▸ **Task goal**
Take each line of the entries below that contains "quarter" and copy it.

(Beginning of Exercise data)

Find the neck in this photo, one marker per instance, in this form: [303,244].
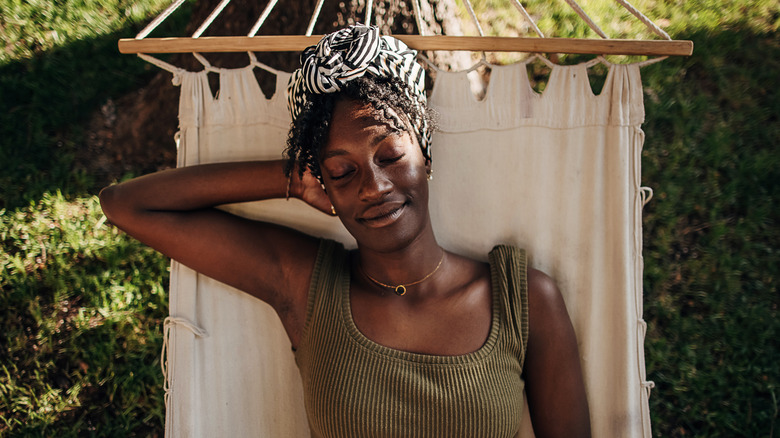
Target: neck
[404,265]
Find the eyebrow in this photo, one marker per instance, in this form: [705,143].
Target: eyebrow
[376,139]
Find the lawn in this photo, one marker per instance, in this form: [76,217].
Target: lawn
[81,305]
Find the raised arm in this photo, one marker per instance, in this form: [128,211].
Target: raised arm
[174,212]
[554,384]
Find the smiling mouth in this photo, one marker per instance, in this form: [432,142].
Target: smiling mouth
[384,218]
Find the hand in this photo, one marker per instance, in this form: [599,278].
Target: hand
[308,189]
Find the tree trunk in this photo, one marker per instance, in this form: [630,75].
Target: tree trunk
[135,134]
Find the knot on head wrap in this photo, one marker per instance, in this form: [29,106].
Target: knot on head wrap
[349,54]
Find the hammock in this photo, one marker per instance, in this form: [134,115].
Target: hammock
[557,173]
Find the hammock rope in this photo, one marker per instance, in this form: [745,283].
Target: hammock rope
[653,27]
[527,17]
[267,11]
[665,47]
[210,19]
[574,5]
[314,17]
[369,6]
[159,19]
[169,323]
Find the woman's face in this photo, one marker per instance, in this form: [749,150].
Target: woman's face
[376,178]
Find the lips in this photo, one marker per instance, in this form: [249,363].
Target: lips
[382,215]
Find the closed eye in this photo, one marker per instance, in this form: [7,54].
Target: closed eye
[392,159]
[340,176]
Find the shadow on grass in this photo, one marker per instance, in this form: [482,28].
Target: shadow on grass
[45,103]
[711,236]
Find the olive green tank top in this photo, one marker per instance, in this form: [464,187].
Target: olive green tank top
[354,387]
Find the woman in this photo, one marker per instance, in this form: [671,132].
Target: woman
[398,337]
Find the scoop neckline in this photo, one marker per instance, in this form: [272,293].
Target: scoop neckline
[407,356]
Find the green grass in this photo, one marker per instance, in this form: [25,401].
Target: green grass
[81,310]
[81,305]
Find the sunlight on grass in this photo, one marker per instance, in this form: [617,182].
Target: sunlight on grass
[82,306]
[32,27]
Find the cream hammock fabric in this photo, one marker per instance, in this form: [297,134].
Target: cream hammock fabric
[556,173]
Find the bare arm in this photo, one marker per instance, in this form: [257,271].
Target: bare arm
[173,212]
[554,384]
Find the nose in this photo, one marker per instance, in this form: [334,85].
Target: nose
[374,184]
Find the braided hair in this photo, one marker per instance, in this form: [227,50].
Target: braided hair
[387,95]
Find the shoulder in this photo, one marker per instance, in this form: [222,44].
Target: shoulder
[546,307]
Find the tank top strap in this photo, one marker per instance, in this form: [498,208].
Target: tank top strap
[508,270]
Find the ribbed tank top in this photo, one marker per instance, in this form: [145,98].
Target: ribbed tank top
[355,387]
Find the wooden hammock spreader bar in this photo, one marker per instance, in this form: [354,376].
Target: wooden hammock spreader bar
[474,44]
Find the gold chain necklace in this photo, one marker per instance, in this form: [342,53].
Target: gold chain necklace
[400,289]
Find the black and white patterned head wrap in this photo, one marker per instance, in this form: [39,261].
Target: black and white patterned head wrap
[349,54]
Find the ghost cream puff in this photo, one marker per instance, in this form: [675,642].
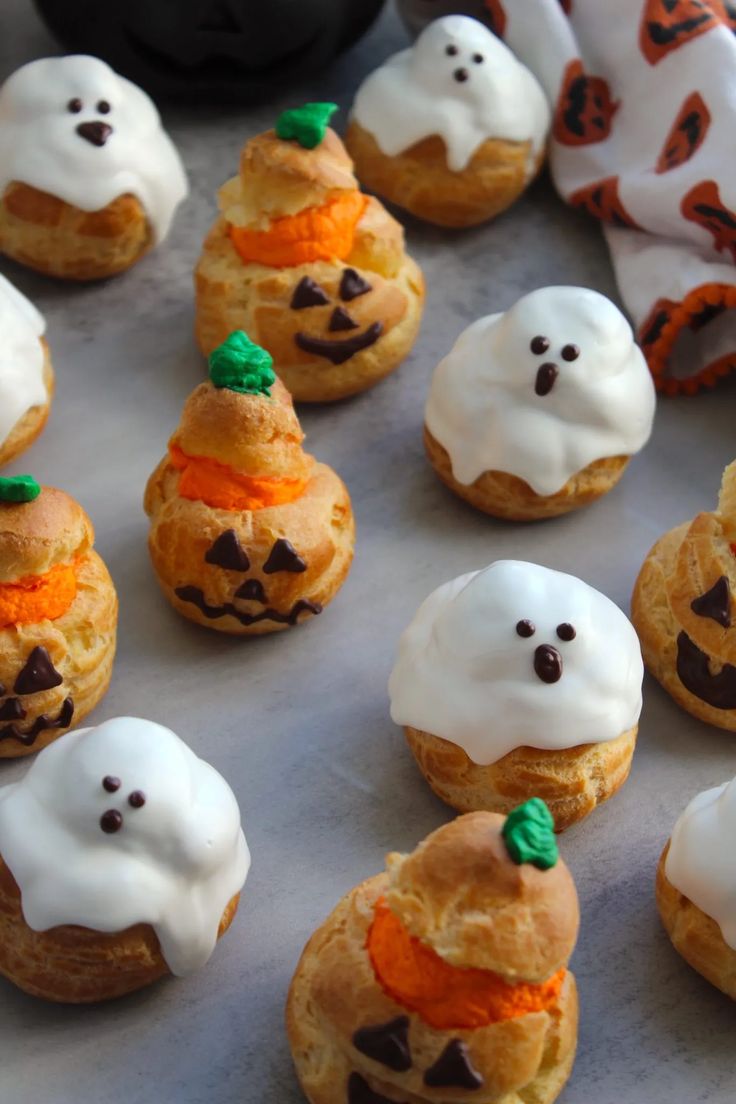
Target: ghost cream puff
[695,887]
[515,681]
[537,411]
[454,128]
[683,611]
[57,616]
[446,977]
[248,533]
[27,378]
[310,267]
[121,860]
[88,179]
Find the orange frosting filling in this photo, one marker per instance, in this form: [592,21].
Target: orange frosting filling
[39,597]
[447,997]
[215,484]
[321,233]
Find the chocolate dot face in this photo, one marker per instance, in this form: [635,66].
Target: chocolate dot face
[110,821]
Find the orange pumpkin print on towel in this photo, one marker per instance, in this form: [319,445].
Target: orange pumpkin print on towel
[686,134]
[585,107]
[668,24]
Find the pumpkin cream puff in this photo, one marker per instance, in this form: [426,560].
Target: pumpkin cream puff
[27,378]
[248,534]
[515,681]
[537,411]
[121,860]
[88,179]
[446,977]
[315,271]
[695,880]
[454,128]
[683,611]
[57,616]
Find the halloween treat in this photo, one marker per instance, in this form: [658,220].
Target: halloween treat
[446,977]
[121,859]
[695,883]
[88,179]
[536,412]
[683,611]
[248,533]
[27,378]
[57,616]
[454,128]
[515,681]
[310,267]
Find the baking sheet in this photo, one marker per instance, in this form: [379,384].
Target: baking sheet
[298,722]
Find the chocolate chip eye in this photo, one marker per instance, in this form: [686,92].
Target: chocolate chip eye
[110,821]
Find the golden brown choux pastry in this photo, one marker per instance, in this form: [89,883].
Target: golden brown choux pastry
[519,681]
[682,608]
[310,267]
[88,179]
[695,887]
[446,977]
[121,860]
[57,616]
[452,129]
[249,534]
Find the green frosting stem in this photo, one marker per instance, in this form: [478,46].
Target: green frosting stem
[530,835]
[240,364]
[306,124]
[19,489]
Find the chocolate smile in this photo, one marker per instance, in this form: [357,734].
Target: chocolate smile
[694,672]
[338,352]
[195,595]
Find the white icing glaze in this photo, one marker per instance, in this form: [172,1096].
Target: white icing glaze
[415,94]
[462,672]
[482,405]
[21,357]
[174,863]
[40,145]
[702,858]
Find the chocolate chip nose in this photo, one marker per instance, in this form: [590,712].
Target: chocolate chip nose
[547,664]
[97,133]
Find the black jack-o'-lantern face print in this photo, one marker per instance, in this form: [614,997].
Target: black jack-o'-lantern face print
[19,720]
[329,318]
[251,603]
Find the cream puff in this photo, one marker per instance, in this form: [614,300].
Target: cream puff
[310,267]
[88,179]
[248,533]
[57,616]
[451,129]
[695,887]
[27,378]
[121,860]
[537,411]
[516,681]
[446,977]
[683,611]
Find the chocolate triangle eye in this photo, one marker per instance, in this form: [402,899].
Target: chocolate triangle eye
[308,294]
[284,556]
[38,675]
[227,552]
[352,285]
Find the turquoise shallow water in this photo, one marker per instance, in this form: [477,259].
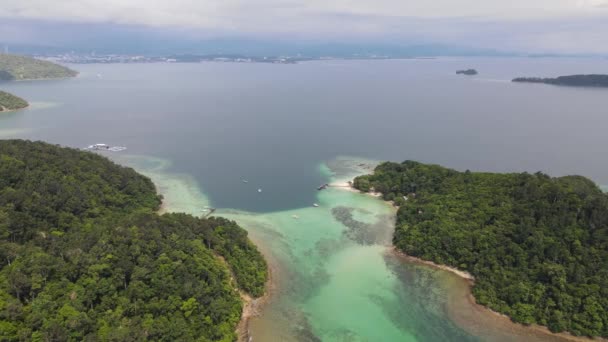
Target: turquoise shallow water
[334,276]
[199,129]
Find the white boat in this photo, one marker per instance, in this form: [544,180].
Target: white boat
[105,147]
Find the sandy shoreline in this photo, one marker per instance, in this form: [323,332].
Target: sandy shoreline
[252,307]
[480,312]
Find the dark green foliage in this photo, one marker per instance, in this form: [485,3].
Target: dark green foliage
[13,67]
[83,256]
[11,102]
[537,246]
[573,80]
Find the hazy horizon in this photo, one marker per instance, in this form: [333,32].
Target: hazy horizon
[462,27]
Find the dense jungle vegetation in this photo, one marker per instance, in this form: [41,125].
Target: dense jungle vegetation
[14,67]
[11,102]
[536,245]
[85,257]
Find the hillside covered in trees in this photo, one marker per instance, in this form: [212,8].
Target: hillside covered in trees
[84,256]
[600,81]
[14,67]
[537,246]
[11,102]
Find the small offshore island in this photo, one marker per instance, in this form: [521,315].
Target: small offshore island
[22,68]
[84,255]
[600,81]
[10,102]
[536,246]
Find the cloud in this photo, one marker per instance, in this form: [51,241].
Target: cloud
[509,25]
[274,14]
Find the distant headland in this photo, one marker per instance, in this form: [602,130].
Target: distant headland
[20,68]
[10,102]
[573,80]
[468,72]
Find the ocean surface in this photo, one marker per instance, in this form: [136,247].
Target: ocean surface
[201,130]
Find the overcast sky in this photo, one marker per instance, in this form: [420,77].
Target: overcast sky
[567,26]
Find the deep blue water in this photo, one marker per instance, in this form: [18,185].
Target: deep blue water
[273,124]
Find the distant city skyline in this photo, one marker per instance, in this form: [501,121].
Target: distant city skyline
[519,26]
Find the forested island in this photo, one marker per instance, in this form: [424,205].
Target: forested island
[573,80]
[85,257]
[467,72]
[9,102]
[18,68]
[536,245]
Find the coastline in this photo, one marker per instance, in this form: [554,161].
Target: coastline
[5,110]
[252,307]
[462,274]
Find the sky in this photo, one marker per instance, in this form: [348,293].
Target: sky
[530,26]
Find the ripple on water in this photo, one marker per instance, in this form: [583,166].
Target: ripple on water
[334,276]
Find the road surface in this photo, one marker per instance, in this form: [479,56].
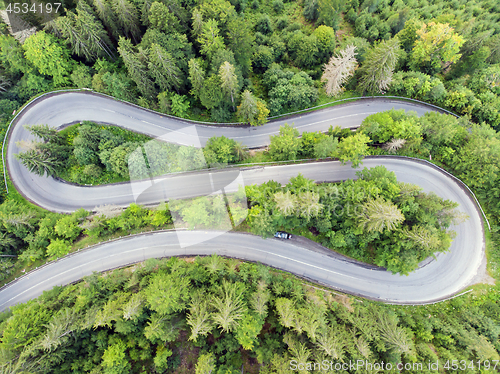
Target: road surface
[439,279]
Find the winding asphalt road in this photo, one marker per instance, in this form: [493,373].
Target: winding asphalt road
[439,279]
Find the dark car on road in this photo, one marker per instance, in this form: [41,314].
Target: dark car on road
[283,235]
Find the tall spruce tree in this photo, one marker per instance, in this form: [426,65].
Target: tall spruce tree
[379,66]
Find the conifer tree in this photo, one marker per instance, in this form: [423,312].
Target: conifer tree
[127,18]
[378,67]
[229,80]
[137,67]
[338,70]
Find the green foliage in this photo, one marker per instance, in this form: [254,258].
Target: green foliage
[222,151]
[57,248]
[167,293]
[179,105]
[48,56]
[436,47]
[392,124]
[286,145]
[353,149]
[288,90]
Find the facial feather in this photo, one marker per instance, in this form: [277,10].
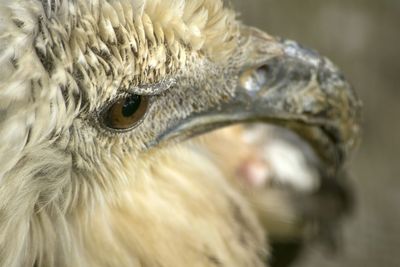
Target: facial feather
[59,174]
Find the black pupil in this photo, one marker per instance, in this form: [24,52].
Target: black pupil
[131,105]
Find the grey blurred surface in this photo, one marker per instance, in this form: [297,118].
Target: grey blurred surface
[363,38]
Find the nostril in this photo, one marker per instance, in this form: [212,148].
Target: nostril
[253,80]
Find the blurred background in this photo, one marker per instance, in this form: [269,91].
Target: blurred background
[363,38]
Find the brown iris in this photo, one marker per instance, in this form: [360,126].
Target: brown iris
[126,112]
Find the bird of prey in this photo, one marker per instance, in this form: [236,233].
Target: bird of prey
[102,103]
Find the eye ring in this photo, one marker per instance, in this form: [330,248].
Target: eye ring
[125,113]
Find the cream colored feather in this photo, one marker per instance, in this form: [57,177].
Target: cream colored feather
[71,195]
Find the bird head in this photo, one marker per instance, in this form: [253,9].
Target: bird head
[92,91]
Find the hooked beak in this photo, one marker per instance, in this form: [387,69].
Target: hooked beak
[293,87]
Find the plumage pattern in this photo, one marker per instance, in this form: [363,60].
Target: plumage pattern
[72,198]
[76,193]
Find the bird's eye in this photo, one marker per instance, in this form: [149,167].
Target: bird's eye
[126,112]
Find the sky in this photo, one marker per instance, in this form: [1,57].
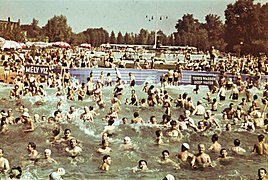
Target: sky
[113,15]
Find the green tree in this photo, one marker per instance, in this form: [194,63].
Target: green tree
[112,38]
[245,26]
[57,29]
[215,31]
[120,39]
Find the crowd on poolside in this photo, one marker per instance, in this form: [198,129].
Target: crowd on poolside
[235,114]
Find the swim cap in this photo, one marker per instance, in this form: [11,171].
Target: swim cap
[26,114]
[169,177]
[186,145]
[127,138]
[187,113]
[54,176]
[48,151]
[61,171]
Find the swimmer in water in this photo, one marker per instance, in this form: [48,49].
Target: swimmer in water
[106,162]
[201,159]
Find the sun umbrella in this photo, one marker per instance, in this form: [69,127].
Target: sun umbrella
[23,46]
[2,41]
[61,44]
[11,45]
[85,45]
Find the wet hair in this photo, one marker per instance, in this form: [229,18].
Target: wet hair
[65,131]
[215,137]
[173,123]
[262,169]
[236,142]
[105,157]
[18,175]
[165,151]
[222,150]
[110,122]
[184,95]
[261,137]
[158,132]
[151,87]
[255,97]
[103,141]
[136,114]
[143,100]
[140,161]
[151,118]
[56,131]
[32,144]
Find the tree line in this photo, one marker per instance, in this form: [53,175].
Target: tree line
[245,30]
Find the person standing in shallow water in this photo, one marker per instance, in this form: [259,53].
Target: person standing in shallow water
[106,162]
[4,163]
[201,159]
[262,173]
[185,155]
[260,147]
[215,146]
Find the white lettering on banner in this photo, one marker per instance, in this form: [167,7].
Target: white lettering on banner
[32,69]
[203,80]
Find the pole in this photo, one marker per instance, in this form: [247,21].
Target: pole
[156,18]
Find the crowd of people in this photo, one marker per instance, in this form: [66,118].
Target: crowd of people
[197,116]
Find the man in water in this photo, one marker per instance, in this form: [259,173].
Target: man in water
[33,153]
[57,174]
[262,173]
[184,155]
[4,163]
[106,162]
[73,150]
[166,160]
[260,147]
[47,158]
[215,146]
[237,149]
[127,145]
[142,166]
[201,159]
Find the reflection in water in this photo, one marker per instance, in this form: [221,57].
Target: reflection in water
[15,141]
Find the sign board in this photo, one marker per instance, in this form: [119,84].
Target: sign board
[36,69]
[203,80]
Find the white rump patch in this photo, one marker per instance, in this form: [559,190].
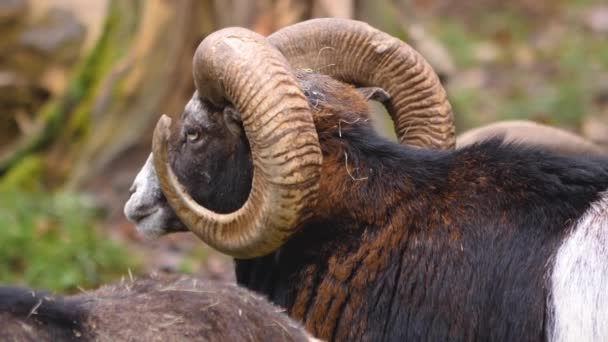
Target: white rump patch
[578,302]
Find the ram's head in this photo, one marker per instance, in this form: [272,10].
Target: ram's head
[243,166]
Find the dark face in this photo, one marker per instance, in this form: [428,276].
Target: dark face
[209,154]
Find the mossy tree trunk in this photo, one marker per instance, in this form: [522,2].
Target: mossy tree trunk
[139,68]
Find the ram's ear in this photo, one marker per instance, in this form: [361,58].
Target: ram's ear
[374,93]
[232,118]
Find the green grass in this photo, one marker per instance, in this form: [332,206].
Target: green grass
[51,241]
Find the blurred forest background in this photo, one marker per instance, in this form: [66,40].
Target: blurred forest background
[82,83]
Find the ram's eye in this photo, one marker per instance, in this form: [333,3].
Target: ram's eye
[192,136]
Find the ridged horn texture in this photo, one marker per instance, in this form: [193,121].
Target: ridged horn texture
[354,52]
[238,66]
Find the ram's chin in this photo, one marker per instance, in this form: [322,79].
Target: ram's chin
[153,226]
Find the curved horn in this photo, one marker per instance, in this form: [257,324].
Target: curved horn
[354,52]
[239,66]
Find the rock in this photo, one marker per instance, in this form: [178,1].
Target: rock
[597,19]
[58,35]
[12,11]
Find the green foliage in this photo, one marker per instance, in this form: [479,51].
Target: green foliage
[543,69]
[51,241]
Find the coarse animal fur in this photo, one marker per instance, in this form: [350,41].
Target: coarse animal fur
[149,309]
[407,244]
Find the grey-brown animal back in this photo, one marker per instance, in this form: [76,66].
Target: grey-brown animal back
[355,52]
[166,309]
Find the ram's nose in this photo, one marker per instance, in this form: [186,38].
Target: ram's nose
[145,195]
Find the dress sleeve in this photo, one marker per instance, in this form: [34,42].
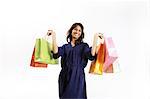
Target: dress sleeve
[87,53]
[60,52]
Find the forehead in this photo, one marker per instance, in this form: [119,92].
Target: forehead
[78,27]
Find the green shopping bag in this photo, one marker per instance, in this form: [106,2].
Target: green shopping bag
[43,52]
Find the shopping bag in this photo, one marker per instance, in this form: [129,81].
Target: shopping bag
[36,64]
[111,53]
[43,52]
[97,65]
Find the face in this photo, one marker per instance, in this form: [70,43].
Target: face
[76,32]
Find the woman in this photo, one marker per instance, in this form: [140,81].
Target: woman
[74,57]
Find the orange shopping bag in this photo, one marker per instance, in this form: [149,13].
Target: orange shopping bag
[97,65]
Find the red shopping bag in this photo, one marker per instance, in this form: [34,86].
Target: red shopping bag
[36,64]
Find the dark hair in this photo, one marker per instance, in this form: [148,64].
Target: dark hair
[69,36]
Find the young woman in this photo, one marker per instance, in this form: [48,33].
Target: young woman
[74,57]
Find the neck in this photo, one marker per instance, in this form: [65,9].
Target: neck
[73,42]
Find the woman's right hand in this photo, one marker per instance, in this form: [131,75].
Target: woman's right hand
[51,33]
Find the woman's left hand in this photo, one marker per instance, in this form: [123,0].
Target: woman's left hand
[100,35]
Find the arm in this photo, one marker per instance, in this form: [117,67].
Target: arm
[95,48]
[55,47]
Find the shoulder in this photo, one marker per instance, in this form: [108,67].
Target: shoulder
[85,44]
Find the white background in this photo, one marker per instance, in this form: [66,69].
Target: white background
[126,21]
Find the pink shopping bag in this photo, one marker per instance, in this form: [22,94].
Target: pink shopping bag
[110,55]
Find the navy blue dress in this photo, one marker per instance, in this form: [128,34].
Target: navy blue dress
[72,83]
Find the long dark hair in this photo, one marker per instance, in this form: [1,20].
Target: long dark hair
[69,36]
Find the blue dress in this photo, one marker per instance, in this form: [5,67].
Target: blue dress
[72,84]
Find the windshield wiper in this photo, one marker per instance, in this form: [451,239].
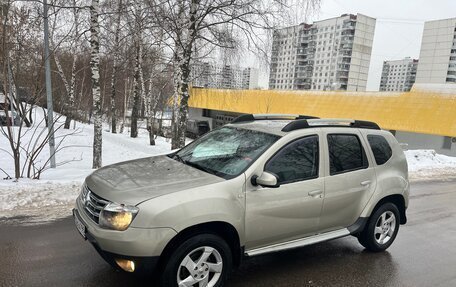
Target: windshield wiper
[189,163]
[179,158]
[197,166]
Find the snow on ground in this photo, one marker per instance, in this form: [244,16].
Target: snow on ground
[54,194]
[428,165]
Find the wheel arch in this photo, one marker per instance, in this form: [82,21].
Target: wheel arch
[223,229]
[396,199]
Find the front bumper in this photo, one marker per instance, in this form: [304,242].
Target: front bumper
[142,245]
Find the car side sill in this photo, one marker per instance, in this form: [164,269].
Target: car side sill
[299,242]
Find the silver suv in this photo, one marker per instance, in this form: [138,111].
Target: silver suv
[263,183]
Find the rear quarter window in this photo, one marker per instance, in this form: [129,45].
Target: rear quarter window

(End of Exercise data)

▸ **Response**
Find the rear quarter window in this photo, one marker per instance, in this form: [129,45].
Target: rear quarter window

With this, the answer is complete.